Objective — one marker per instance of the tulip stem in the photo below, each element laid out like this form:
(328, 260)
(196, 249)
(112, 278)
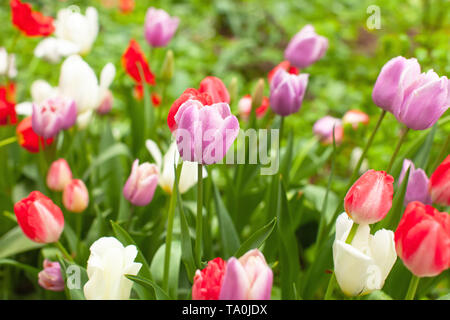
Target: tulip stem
(412, 287)
(199, 231)
(64, 252)
(353, 177)
(397, 149)
(171, 215)
(7, 141)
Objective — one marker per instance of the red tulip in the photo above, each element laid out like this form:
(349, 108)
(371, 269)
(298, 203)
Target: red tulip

◆ TASK ◆
Go through the material above and print all of it exactly, except the pictures.

◆ EXERCISE RESULT ◆
Objective — one marker per instance of the tulip stem in the photo below, each element laid out like this form:
(328, 260)
(196, 249)
(112, 278)
Target: tulip stem
(412, 287)
(199, 231)
(64, 252)
(353, 177)
(397, 149)
(171, 215)
(7, 141)
Objective — one marker per instance of the red tulip in the photo above, each element laid out like this form:
(349, 108)
(371, 269)
(298, 203)
Target: red tulip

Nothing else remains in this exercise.